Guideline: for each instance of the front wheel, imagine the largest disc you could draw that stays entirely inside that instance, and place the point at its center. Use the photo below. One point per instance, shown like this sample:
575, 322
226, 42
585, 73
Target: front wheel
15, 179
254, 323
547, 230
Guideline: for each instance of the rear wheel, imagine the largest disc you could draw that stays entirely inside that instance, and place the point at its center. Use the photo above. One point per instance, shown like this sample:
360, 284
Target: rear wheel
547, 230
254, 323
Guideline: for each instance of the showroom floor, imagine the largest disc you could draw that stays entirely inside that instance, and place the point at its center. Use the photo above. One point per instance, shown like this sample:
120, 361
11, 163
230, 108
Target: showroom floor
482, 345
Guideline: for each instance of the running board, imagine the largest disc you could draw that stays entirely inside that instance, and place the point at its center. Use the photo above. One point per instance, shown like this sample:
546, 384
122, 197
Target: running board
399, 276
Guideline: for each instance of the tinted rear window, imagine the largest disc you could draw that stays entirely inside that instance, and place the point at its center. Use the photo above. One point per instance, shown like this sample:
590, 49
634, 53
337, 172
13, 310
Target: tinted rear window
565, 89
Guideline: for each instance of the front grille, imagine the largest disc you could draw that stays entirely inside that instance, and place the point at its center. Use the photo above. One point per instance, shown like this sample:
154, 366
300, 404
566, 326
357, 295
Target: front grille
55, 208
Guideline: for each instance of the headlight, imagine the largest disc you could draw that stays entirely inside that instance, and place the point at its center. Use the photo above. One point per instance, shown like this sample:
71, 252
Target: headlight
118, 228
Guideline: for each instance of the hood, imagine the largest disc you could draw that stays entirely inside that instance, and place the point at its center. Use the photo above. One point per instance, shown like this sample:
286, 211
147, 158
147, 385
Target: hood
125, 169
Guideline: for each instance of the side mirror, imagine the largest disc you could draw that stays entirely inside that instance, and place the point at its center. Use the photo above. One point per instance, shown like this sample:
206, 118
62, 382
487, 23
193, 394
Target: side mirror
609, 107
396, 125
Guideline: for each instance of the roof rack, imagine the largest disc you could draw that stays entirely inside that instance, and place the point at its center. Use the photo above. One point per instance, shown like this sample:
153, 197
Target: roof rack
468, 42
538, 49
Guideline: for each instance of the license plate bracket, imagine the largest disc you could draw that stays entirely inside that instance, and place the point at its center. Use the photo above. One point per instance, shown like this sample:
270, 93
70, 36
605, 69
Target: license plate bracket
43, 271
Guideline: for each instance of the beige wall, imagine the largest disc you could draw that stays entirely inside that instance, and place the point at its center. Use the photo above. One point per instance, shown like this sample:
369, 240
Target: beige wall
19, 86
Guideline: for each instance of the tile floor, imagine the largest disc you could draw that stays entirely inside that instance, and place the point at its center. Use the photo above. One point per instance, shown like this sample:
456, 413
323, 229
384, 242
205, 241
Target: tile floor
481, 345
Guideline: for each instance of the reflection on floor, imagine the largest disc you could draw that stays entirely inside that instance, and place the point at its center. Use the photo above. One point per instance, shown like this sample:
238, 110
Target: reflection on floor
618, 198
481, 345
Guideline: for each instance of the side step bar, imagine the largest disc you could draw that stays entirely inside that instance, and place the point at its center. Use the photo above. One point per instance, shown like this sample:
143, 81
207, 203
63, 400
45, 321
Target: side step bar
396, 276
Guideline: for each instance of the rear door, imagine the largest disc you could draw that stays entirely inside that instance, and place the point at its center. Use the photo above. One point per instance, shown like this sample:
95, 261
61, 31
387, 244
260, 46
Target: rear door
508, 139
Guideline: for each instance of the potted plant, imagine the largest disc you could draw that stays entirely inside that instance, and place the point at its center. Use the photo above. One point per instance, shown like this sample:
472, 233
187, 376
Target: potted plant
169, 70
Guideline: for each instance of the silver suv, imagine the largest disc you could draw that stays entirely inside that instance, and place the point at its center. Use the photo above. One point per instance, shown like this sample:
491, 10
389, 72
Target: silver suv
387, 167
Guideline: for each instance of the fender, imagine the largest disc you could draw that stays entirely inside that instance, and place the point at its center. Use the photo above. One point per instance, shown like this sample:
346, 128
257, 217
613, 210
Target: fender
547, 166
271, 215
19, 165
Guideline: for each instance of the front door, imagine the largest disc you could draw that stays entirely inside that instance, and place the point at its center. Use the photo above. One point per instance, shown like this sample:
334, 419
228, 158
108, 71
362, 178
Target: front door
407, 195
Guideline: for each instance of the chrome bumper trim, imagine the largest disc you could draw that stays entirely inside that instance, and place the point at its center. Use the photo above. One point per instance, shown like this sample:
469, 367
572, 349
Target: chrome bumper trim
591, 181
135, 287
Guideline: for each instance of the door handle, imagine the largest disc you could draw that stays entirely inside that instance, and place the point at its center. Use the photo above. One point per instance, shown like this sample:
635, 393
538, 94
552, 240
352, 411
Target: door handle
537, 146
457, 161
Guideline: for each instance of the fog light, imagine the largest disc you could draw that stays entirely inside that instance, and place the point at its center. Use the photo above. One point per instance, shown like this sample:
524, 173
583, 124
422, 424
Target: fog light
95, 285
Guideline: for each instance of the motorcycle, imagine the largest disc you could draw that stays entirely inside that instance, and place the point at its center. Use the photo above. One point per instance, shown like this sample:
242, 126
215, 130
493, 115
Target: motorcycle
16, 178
________
• _EXERCISE_: Write every record out again, unaltered.

• _RESULT FOR THIS EXERCISE_:
Guideline: for each instance of the front wheel, imagine the largest disc you could draw that stays entirely inside that instance, and place the point at its center. Use the photo below. One point per instance, shown like this sample:
575, 322
226, 42
585, 73
Target: front wheel
15, 179
254, 323
547, 230
Guideline: for each instance of the rear wheel, imagine the largest disc you could draw that stays entirely inside that instance, and place the point at its center. Use the photo above. One point per instance, shown like this sample:
360, 284
Target: rear wheel
547, 230
254, 323
Guideline: for each instance of the showroom floor, imagine the largest disc you could draw that stays entirely inside that instance, and place the point at its center. Use the photo above. One point per instance, shown like this sample:
120, 361
11, 163
230, 108
Target: showroom floor
482, 345
Guideline: for each instance of the running board, imagine the largest disc you could draw that stays entirely inside that instance, and place the point at its center. Use the photo above. One point per instance, shown like this sample:
546, 384
122, 197
Target: running board
399, 276
Guideline: for each instance of the tinted rear window, imagine the largest disc you could draw that stays entirely inside that instance, and place the point at its center. Use the photo above. One point per instance, shown like this sample:
590, 49
634, 53
337, 172
13, 310
Target: tinted rear window
565, 89
Guideline: for each instance of the front grille, imagine the largest disc you could draw that stays entirely inside that instance, and place the point at its center. Use the photo above. One point per instance, shown like this sample:
154, 366
300, 404
566, 326
357, 295
Target: front grille
55, 208
Guideline: for each instance of the headlight, imagine the largest disc you could draw that stays entirely inside that instance, and place the point at its center. Use the photo above. One point per instance, shown like this sample:
71, 252
Target: headlight
118, 228
Guideline: for each instance of the hood, imagine the largest disc you could draw that stays entirely inside that instance, and place the point at its center. Use the photo above. One point per instance, shown like this sample:
286, 211
147, 158
147, 385
Target: hood
125, 169
Guideline: for each instance of the side mirror, imagine the largest disc you could draw that stays entirely inside that instance, and place the point at its center. Use the photo above. One point per instance, shown like this sample:
206, 118
62, 382
487, 23
193, 394
Target: side mirror
609, 107
396, 125
Guideline: for each instance of the roof rack, imagine the largest disc you could draw that stays entirely inside that instance, and place the point at its center. Use the photo above. One point per instance, shown like this sample:
153, 197
Target: roof rack
468, 42
538, 49
Guideline: for each instance of the license plate bracket, imagine the largest disc you could draw that stays entirely inside that instance, and place the point at its center. Use the photo above. One point per instance, shown like this sample:
270, 93
70, 36
605, 69
Target: license plate bracket
43, 271
Guideline: for each instance of the beige wall, imagine the largest disc you could draw that stays entirely inside that instance, and place the point at its center. Use the photo above. One point per instance, shown like this sample:
369, 240
Target: beige wall
19, 86
Guideline: for each instance of the tile floor, imagine the largest disc you could draw that stays entirely inside that instance, and place the point at its center. Use the photo above. One point per instance, shown like this sample:
456, 413
323, 229
384, 242
205, 241
Target: tile floor
481, 345
Guideline: for each instance of the reflection on floor, imagine the largest disc you could draw that stays entirely inside that instance, and place the point at its center. Use the photo above. One point per instance, shown like this sample:
238, 110
Target: reflection on floor
618, 198
481, 345
Guideline: for each instance of the side step bar, imagine the largest disc you could draw that stays entirely inside that instance, and place the point at its center. Use the photo above. One point per instance, shown like this sample:
143, 81
207, 203
63, 400
45, 321
Target: side step bar
396, 276
Guideline: for each instance of the rear door, imagine the largest disc you could draw that stays entirely inside that instance, and place the point at its center. Use the photo above. One point per instance, shown like this sample:
95, 261
61, 31
387, 244
260, 46
Target: rear door
508, 139
Guideline: for each instance of the potted plant, imagine the largest disc you could draw that stays entirely inside that instance, and place the point at its center. Use the photo above. One point per instance, shown like this sample:
472, 233
187, 376
Target: potted plant
169, 70
Guideline: for each instance of the silver suv, imagine the largest disc you could draw that stays entirely inside that instance, and place the point at its center. Use the photo above. One point per instance, shown like this sample:
491, 10
389, 72
Target: silver suv
387, 167
Guideline: for each instance of the fender, imagine the largest disc you could draw that stays entirely inside that instance, and place the point at its center. Use the photo above. One point per instance, shown like this sample:
346, 128
257, 217
613, 210
Target: fender
547, 166
271, 215
19, 165
Guideline: for each instance of the front door, imagine the largest disc you could draw that stays entirely inside that instance, and place the point at its center. Use the photo above. One point per instance, shown like this sample:
334, 419
228, 158
108, 71
362, 178
Target: front door
407, 195
Guideline: for each instance of the chrome bumper trim, imagine the largest disc you could draw that stays entirely inside that instance, and place the point at its center. Use the photo above. One point per instance, shown like this sample:
469, 367
572, 349
Target: chrome bumper trim
591, 181
135, 287
Guideline: for each instance of the door handle, imagine the largest disc you could draw that stays entirely inside that instance, and place the point at its center. Use the photo above. One point per instance, shown like this sample:
635, 393
538, 94
552, 240
352, 411
Target: door handle
537, 146
457, 161
Guideline: for each instance of the fog light, imagine the largest disc you could draw that stays entirely inside that instance, and place the point at its center. Use the photo above. One point per instance, shown like this sample:
524, 173
583, 124
422, 424
Target: fog light
95, 285
Guideline: for each instance of the motorcycle, imagine the largest disc you could draw that stays entirely inside that instance, and place the point at its center. Use the photo above. One point per instance, shown like this sample:
242, 126
215, 130
493, 115
Target: motorcycle
16, 178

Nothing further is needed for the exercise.